>>

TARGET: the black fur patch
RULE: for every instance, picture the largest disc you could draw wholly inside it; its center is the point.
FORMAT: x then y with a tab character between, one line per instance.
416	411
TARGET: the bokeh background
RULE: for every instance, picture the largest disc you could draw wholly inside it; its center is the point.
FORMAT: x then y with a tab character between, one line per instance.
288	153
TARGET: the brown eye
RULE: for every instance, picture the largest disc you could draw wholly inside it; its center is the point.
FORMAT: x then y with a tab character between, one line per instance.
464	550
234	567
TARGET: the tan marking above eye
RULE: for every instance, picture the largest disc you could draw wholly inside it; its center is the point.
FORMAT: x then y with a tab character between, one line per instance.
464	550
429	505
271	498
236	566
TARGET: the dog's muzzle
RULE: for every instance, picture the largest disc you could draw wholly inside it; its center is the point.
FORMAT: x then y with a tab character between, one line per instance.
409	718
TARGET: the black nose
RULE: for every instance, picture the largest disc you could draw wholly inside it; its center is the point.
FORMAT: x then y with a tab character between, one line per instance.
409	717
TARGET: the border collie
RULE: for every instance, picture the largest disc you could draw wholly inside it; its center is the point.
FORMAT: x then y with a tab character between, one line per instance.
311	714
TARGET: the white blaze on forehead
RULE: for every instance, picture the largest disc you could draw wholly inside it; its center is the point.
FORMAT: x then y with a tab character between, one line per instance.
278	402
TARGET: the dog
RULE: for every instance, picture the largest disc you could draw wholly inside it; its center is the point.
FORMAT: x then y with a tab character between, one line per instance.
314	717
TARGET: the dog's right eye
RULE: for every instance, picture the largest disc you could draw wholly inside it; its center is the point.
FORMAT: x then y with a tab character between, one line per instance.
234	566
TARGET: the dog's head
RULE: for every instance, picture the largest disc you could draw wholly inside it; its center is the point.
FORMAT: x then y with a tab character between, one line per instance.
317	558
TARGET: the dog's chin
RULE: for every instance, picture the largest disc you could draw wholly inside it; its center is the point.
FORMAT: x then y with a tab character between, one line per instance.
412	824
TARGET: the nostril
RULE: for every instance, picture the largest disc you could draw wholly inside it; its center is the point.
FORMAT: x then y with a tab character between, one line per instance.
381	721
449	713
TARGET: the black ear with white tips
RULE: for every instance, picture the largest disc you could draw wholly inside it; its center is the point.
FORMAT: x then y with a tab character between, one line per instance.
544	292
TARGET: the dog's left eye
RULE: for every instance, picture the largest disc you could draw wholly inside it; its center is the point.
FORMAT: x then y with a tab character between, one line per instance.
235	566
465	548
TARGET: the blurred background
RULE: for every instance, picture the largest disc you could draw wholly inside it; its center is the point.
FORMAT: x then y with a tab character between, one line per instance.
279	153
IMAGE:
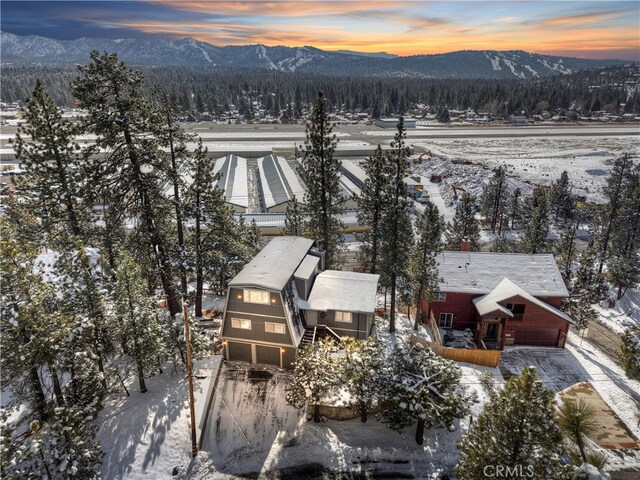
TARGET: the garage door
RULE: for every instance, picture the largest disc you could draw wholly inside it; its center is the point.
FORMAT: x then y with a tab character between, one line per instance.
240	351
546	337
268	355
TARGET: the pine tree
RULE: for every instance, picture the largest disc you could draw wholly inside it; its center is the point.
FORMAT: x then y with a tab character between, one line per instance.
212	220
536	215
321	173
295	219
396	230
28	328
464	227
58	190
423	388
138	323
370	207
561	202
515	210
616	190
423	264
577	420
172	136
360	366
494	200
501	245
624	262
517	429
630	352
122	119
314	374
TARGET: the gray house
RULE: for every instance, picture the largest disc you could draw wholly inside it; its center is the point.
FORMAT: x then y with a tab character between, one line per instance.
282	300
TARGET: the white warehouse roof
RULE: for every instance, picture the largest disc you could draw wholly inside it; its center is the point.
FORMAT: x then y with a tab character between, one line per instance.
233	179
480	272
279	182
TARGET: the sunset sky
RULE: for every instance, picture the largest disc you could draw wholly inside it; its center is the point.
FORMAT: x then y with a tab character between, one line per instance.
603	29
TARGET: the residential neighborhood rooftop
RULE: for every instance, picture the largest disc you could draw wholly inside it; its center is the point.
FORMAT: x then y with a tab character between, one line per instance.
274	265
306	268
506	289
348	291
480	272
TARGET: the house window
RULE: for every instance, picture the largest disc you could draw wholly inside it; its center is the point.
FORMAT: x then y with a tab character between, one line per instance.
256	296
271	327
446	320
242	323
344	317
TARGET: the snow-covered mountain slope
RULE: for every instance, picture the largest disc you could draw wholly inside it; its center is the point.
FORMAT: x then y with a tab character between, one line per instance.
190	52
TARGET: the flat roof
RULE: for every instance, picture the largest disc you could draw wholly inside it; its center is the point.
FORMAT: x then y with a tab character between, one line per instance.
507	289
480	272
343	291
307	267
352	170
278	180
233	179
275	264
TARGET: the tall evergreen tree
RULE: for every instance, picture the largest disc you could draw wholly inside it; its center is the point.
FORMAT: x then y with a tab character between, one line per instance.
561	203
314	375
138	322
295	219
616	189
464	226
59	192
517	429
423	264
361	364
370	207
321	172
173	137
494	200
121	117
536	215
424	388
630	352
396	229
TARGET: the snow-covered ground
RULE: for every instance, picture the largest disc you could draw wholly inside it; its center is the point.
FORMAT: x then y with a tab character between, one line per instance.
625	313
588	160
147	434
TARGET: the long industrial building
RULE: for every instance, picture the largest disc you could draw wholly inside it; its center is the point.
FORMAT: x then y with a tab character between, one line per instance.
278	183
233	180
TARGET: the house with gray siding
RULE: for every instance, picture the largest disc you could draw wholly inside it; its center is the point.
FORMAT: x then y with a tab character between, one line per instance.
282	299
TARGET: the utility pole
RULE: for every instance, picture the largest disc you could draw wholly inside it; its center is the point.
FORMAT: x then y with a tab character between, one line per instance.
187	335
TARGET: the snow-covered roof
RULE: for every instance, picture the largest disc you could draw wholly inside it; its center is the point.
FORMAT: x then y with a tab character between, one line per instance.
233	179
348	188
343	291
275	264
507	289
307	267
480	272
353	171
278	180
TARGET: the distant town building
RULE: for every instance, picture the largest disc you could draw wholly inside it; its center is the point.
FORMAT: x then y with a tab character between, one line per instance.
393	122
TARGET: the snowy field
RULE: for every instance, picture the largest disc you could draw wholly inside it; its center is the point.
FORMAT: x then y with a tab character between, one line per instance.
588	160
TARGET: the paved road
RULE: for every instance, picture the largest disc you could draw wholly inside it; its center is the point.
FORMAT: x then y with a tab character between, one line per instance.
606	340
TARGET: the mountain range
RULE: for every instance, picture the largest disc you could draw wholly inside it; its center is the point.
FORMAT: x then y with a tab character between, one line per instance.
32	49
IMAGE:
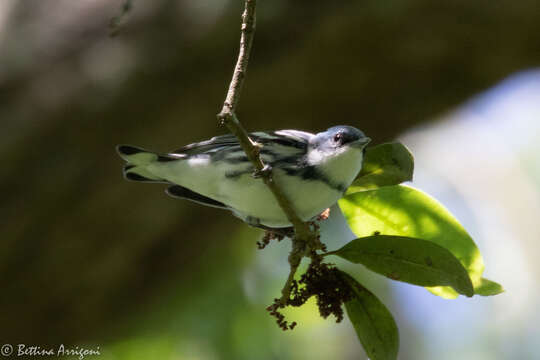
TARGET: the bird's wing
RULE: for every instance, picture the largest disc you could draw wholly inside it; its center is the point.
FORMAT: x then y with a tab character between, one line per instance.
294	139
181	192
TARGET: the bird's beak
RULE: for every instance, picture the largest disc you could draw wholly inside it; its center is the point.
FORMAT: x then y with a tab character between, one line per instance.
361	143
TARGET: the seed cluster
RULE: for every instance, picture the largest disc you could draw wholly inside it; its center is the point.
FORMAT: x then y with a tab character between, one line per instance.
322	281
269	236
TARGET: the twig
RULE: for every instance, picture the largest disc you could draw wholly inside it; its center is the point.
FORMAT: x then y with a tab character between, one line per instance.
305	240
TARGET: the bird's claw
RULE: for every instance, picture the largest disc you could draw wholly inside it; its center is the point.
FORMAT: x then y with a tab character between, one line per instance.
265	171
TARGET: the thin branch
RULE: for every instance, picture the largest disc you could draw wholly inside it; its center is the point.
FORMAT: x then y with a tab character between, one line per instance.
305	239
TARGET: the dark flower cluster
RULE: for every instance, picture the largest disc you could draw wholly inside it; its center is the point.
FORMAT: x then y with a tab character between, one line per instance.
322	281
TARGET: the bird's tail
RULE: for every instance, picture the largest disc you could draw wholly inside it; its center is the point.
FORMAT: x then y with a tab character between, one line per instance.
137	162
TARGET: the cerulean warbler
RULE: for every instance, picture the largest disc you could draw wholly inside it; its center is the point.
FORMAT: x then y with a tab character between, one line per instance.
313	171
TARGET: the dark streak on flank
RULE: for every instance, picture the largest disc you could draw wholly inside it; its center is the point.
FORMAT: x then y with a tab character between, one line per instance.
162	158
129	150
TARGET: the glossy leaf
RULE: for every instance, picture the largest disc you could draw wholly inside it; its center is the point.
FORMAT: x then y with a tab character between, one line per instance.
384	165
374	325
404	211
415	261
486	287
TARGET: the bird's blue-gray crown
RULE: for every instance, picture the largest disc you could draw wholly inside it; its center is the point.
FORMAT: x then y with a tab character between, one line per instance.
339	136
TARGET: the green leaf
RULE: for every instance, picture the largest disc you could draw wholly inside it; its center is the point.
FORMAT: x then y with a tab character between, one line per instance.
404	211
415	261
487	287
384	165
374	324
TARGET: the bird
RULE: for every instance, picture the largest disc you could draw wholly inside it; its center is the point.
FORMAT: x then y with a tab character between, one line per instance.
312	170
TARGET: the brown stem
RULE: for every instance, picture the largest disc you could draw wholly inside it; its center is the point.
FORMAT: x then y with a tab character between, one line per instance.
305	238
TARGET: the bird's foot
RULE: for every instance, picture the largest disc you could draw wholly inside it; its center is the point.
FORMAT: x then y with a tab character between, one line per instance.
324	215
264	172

<<
>>

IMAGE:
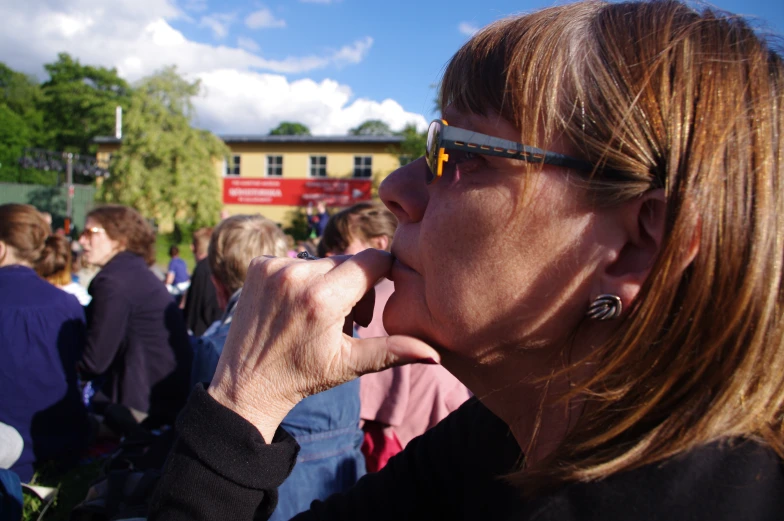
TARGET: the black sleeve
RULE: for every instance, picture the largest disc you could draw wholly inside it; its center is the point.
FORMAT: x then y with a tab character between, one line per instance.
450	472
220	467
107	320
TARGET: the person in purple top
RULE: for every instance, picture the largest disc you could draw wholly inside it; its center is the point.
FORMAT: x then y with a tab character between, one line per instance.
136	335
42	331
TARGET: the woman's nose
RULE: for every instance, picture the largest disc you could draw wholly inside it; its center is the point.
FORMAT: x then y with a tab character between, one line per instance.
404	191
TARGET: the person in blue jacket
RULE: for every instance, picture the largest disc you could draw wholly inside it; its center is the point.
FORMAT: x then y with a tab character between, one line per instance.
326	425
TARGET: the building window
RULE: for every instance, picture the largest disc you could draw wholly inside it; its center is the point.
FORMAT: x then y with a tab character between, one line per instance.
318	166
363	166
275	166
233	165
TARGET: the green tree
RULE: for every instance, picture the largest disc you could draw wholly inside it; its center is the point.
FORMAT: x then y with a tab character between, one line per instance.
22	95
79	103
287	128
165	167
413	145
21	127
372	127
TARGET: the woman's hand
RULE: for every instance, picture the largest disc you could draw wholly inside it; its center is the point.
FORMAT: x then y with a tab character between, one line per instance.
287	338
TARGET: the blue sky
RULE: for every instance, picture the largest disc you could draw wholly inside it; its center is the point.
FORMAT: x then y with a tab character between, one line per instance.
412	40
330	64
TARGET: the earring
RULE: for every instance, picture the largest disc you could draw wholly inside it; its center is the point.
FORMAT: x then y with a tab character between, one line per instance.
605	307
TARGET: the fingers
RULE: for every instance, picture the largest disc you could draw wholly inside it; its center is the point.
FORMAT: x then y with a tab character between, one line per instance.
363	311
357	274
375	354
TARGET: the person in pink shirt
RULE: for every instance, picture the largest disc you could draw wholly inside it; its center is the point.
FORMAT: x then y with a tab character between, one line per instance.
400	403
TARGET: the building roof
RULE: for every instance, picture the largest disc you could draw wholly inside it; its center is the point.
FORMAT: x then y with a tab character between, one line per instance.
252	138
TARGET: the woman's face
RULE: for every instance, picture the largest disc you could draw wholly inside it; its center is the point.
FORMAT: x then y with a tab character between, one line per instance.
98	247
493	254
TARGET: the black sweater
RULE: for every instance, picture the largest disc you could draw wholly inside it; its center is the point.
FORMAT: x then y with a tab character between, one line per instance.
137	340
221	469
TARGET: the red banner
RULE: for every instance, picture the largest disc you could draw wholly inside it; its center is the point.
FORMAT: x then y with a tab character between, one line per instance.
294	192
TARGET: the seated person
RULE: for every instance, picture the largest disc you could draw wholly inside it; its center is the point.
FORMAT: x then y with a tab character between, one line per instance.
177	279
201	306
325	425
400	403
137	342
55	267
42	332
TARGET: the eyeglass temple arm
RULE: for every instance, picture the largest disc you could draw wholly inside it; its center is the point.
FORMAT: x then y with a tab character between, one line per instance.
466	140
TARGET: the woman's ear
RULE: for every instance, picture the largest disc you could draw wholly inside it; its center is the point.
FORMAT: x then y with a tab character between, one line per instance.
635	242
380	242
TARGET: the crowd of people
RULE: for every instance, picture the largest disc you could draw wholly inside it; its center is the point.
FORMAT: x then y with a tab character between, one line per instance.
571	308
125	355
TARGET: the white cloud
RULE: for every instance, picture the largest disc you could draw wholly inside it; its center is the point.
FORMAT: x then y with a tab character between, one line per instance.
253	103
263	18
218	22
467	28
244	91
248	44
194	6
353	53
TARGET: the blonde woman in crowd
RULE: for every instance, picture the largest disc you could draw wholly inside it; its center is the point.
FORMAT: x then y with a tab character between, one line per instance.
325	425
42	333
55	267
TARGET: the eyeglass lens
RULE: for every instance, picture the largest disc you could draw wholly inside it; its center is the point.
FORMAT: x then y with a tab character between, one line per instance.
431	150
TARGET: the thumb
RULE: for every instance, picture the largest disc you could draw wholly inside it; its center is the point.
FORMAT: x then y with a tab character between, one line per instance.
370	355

<<
>>

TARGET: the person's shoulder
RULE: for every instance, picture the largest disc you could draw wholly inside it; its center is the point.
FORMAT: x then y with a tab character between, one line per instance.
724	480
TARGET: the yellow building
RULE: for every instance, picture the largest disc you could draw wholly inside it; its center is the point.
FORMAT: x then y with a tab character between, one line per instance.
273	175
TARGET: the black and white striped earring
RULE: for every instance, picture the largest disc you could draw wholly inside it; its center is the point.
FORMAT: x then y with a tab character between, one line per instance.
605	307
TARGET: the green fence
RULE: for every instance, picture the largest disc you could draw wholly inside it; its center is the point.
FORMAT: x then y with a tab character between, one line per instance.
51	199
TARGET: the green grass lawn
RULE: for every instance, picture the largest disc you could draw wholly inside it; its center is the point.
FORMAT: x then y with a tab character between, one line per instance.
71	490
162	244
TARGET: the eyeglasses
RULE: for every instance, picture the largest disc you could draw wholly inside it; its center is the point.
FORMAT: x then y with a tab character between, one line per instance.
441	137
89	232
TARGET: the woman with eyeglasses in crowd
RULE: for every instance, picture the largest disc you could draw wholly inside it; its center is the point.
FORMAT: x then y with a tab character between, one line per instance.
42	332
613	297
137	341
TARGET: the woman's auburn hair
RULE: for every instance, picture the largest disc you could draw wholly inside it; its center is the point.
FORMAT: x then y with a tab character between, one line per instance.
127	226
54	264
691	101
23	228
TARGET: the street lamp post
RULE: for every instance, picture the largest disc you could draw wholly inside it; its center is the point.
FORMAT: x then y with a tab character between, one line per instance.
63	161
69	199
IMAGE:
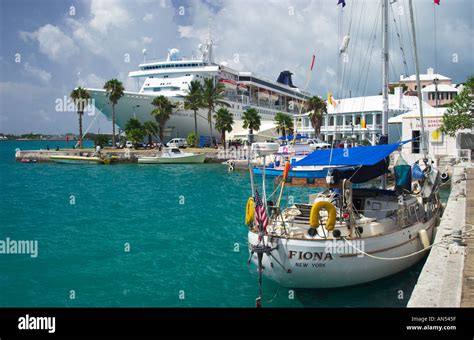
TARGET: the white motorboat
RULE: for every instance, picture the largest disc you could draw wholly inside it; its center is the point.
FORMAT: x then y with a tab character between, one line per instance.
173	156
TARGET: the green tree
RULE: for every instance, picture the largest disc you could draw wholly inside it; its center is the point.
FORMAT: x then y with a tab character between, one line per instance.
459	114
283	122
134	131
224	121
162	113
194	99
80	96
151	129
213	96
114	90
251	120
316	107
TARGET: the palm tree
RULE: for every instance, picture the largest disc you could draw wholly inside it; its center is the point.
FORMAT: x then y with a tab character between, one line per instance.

<<

Gather every line of the records that contains the word "mountain" and copy each one out.

The result:
TARGET: the snow-covered mountain slope
TARGET: the mountain range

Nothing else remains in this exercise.